**DATA LINES**
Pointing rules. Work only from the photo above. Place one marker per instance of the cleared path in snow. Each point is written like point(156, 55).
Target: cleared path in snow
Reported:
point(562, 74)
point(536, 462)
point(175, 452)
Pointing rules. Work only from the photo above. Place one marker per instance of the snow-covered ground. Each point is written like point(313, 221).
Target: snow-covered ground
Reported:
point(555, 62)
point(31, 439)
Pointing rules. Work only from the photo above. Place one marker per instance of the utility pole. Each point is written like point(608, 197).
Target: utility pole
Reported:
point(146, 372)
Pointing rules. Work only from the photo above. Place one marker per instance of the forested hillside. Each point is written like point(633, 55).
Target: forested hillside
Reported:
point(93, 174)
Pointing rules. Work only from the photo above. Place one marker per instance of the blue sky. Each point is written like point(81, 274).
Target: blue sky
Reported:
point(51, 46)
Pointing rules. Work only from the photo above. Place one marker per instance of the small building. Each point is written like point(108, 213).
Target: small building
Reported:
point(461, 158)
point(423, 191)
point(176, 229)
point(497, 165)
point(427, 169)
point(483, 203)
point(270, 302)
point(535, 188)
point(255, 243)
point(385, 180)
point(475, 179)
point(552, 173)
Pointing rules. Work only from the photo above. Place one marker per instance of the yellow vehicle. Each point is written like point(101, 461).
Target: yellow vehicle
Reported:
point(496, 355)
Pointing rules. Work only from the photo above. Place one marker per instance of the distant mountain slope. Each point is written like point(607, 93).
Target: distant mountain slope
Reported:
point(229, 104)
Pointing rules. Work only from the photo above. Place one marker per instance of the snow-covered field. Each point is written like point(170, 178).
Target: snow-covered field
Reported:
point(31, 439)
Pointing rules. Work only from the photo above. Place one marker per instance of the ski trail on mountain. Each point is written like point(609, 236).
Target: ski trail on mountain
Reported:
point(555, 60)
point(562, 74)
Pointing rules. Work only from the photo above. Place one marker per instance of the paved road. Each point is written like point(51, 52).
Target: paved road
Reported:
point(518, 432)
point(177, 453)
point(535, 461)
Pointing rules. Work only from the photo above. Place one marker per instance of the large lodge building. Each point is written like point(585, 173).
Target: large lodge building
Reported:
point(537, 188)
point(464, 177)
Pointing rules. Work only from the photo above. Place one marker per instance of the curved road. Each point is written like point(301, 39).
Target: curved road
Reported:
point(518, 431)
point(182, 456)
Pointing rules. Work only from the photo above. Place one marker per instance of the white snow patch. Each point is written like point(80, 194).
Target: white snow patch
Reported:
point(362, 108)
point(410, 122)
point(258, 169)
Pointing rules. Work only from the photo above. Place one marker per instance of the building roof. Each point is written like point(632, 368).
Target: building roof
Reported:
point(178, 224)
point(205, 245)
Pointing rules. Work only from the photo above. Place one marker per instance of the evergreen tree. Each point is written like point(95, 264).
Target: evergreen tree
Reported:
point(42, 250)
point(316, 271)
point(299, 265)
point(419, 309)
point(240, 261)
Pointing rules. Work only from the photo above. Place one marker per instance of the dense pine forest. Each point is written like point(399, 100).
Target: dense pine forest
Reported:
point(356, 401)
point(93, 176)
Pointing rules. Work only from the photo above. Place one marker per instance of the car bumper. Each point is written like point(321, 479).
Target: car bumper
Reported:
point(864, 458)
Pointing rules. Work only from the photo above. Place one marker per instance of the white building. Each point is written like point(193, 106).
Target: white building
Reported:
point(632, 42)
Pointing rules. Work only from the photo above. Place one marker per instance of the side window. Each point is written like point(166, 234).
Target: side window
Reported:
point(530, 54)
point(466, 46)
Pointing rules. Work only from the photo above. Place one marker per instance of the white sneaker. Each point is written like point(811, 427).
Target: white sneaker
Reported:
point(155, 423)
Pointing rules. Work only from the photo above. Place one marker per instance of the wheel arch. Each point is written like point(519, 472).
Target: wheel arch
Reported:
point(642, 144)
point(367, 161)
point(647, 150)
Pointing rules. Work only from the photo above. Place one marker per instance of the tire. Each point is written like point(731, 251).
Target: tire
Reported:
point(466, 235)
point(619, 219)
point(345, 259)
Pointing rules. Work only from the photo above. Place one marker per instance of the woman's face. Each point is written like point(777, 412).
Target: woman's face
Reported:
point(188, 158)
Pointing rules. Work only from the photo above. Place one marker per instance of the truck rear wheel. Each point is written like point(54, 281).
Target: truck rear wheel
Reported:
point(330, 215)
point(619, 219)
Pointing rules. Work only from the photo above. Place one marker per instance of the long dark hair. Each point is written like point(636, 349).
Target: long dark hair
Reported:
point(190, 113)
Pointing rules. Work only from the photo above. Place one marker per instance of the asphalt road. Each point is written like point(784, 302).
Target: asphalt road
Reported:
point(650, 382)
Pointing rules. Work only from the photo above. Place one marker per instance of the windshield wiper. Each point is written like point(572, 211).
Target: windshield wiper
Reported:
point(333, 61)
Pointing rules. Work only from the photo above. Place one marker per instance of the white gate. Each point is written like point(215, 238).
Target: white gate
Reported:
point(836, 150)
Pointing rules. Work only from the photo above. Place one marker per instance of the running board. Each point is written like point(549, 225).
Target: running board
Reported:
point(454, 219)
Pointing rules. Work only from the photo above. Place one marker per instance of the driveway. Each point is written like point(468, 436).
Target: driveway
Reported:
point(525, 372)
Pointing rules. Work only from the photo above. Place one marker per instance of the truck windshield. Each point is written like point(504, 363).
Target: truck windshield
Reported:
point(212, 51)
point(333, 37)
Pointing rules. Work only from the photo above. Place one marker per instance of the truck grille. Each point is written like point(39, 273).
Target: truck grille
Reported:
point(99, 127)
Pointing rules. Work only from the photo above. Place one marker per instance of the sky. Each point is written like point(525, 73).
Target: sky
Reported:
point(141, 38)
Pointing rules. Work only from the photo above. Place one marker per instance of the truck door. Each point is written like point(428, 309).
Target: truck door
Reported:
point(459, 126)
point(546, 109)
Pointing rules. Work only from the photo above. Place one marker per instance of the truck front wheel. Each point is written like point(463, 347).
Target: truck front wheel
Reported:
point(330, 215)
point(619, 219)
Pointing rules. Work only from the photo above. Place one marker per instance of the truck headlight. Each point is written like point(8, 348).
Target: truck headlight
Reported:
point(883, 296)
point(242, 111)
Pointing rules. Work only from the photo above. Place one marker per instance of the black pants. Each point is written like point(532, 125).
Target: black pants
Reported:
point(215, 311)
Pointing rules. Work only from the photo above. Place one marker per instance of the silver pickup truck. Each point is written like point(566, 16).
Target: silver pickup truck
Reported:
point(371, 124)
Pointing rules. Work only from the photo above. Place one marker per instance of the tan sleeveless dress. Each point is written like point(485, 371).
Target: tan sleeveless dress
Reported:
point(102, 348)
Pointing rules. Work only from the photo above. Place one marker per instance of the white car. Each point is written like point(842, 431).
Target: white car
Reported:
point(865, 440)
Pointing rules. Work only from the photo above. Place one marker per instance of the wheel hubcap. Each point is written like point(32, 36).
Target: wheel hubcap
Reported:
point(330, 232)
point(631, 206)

**PROBLEM TO SOLVE**
Copy all of the data above, swapping every "Reported" for "Marked" and leaving everything else unchanged.

**RESULT FOR THIS TASK**
Pointing rules. Work only from the photo above. Place one marker per instance of the cleared path in snow. Each point is written like point(156, 55).
Target: cleared path in snow
Marked:
point(562, 74)
point(536, 462)
point(175, 452)
Pointing rules. Work only from the photo above. Place one marker per instance of the snow-covered ground. Each point is written like point(313, 221).
Target: snow-covered ground
Marked:
point(555, 62)
point(31, 439)
Pointing rules. Work only from the photo above. Place one marker per instance of the utility pole. Each point is written like point(608, 197).
Target: utility pole
Marked:
point(146, 372)
Pointing rules. Work only from the photo above. Place one marker per instance of the forested hillside. Each point is written like point(633, 55).
Target: forested hillside
Marked:
point(93, 174)
Pointing rules. Work only from the photo above. Place one marker per instance of the blue sky. Each point is written like point(81, 274).
Target: blue sky
Marked:
point(51, 46)
Pointing rules. Work only from the photo above. Place one marker per instance of the small building. Each point is written like point(108, 213).
Target: small building
Marked:
point(461, 158)
point(423, 191)
point(176, 229)
point(497, 165)
point(427, 169)
point(483, 203)
point(270, 302)
point(535, 188)
point(255, 243)
point(385, 180)
point(475, 179)
point(552, 173)
Pointing rules. Work only from the photo above. Place one marker per instance of the yellow vehicle. Each point is written like point(101, 461).
Target: yellow vehicle
Marked:
point(496, 355)
Pointing rules. Work only from the photo above. Place one marker per instance of the distant mountain slope. Each point is written like point(607, 93).
Target: distant mountain slope
Marked:
point(229, 104)
Pointing rules. Work only from the photo above. Place one marker per instance of the snow-covered field. Each point is written like point(170, 178).
Target: snow-covered field
Marked:
point(31, 439)
Pointing rules. Work only from the photo above. Place one marker per instance of the ski trail on mountain. Each point is written like point(609, 236).
Target: ski trail on mountain
Marked:
point(555, 60)
point(562, 74)
Pointing rules. Work only from the photo above. Place one marker per instance of the paved road. Each point is written like point(51, 52).
Target: paved road
Marked:
point(518, 432)
point(177, 453)
point(535, 461)
Pointing rules. Work only from the photo above. Place one marker per instance of the large lodge building. Each point is written like point(585, 173).
Target: large lodge building
Marked:
point(537, 188)
point(464, 177)
Pointing rules. Work only from the photo above. Place one marker per instance of the curved road. Each point is written like point(301, 39).
Target: curved road
Marked:
point(518, 431)
point(182, 456)
Pointing rules. Work only from the photo above. Place one marker per instance of the white snow patch. Each point is written like point(80, 194).
Target: white snow patch
Marked:
point(362, 108)
point(410, 122)
point(258, 169)
Pointing rules. Work only from the photo above. Place one marker per instance of the building roof. Each point is written like point(632, 368).
Target: building roof
Marked:
point(178, 224)
point(205, 245)
Pointing rules. Work only from the photo above. Place one marker per instance of the evergreen tree. Each point is written like point(95, 264).
Target: evergreen tree
Marked:
point(42, 250)
point(316, 271)
point(299, 265)
point(419, 309)
point(240, 261)
Pointing rules. Work only from the photo above. Place one marker per instance of the dense pine forest. Each point is written like point(399, 100).
Target: dense pine forest
Marked:
point(356, 401)
point(93, 176)
Pointing rules. Work only from the photo above. Place one marker per instance of the car bumper. Each point is written like point(321, 479).
Target: car bumper
Marked:
point(864, 458)
Pointing rules. Work only from the photo above. Place one marker per instance of the white building. Each point is written like point(193, 106).
Target: white building
Marked:
point(632, 42)
Pointing rules. Work only from the photo above. Place one marker per instance of the side window. Each point is written like point(166, 234).
Target: side window
Marked:
point(530, 54)
point(466, 46)
Pointing rules. Work only from the photo above. Place one marker per instance of the white sneaker. Each point is written like point(811, 427).
Target: white sneaker
Marked:
point(155, 423)
Pointing rules. Work only from the photo above. Place one marker per instance of the wheel arch. Each point is written like point(519, 472).
Target: wheel arch
Marked:
point(642, 144)
point(367, 161)
point(647, 150)
Pointing rules. Work only from the photo above. Place one marker per instance of the tire. Each point is written like point(731, 251).
Target: tire
Marked:
point(466, 235)
point(619, 219)
point(345, 259)
Pointing rules. Work only from the photo above. Place one marker per instance of the woman's face. Each point is written like point(777, 412).
Target: woman's face
Marked:
point(188, 158)
Pointing rules. Work only from the photo above. Place one marker per instance of the truck rear wheel. Each point is written like point(54, 281).
Target: truck rear wheel
Marked:
point(330, 215)
point(619, 219)
Pointing rules. Work only from the photo above. Place one marker per instance of the long dark hair. Each point is written like point(636, 349).
Target: long dark hair
Marked:
point(190, 113)
Pointing rules. Work only from the photo above. Place one marker per instance of the asphalt road. Each point is written like point(784, 302).
Target: asphalt road
Marked:
point(650, 382)
Pointing rules. Work only from the photo above. Place one marker per instance of the windshield wiper. Each point is written like point(572, 211).
Target: windshield wiper
Marked:
point(333, 61)
Pointing rules. Work only from the photo above. Place one marker per instance of the white gate. Each point is written like point(215, 238).
Target: white gate
Marked:
point(836, 150)
Pointing rules. Work only from the photo above. Place one marker per instance of the running board. Each point is written like point(549, 225).
Target: running board
Marked:
point(454, 219)
Pointing rules. Work only from the photo above. Place one marker per instance of the driveway. Each point is written like point(468, 436).
Target: driveway
Marked:
point(525, 372)
Pointing rules. Work only from the photo above. Place one marker per instance of the truck windshield. Each point is written like point(504, 363).
Target: truck windshield
Marked:
point(212, 51)
point(333, 37)
Pointing rules. Work only from the photo above. Place one marker per instance of the truck grille. Each point is written like point(39, 273).
Target: truck grille
Marked:
point(99, 127)
Pointing rules. Work only from the photo above. Place one marker per instance of the sky. Each point is written like point(525, 73).
Target: sky
Marked:
point(141, 38)
Pointing rules. Work only from the photo above. Place one marker per instance of the truck door. Each point is written like point(428, 309).
Target: truck door
Marked:
point(459, 126)
point(546, 109)
Pointing rules. Work only from the photo above. Place one marker per instance of the truck front wheel. Each point is written like point(463, 347).
Target: truck front wheel
Marked:
point(330, 215)
point(619, 219)
Pointing rules. Work only from the photo above. Place one marker per instance of the truck headlight. Each point is written like point(8, 348).
Target: truck headlight
Marked:
point(883, 296)
point(242, 111)
Pointing rules. Work only from the photo above. Place one marker per instance of the black pants. Each point is written like point(532, 125).
Target: black pants
Marked:
point(215, 311)
Pointing rules. Work only from the photo above. Place one marker per instance of the silver pickup truck. Each point is written like point(566, 16).
Target: silver pickup truck
Marked:
point(371, 124)
Pointing rules. Work only from the photo above. Place one marker per instance of the tan sleeveless dress. Each point is written like point(485, 371).
Target: tan sleeveless dress
Marked:
point(102, 348)
Pointing rules. Work only from the photo above. Place one marker per instance of the white car. Each point is written like point(842, 431).
Target: white car
Marked:
point(865, 440)
Pointing rules. Work only from the photo above. Place one marker per instance of the wheel hubcap. Each point is written like point(32, 36).
Target: wheel hubcap
Marked:
point(330, 232)
point(631, 206)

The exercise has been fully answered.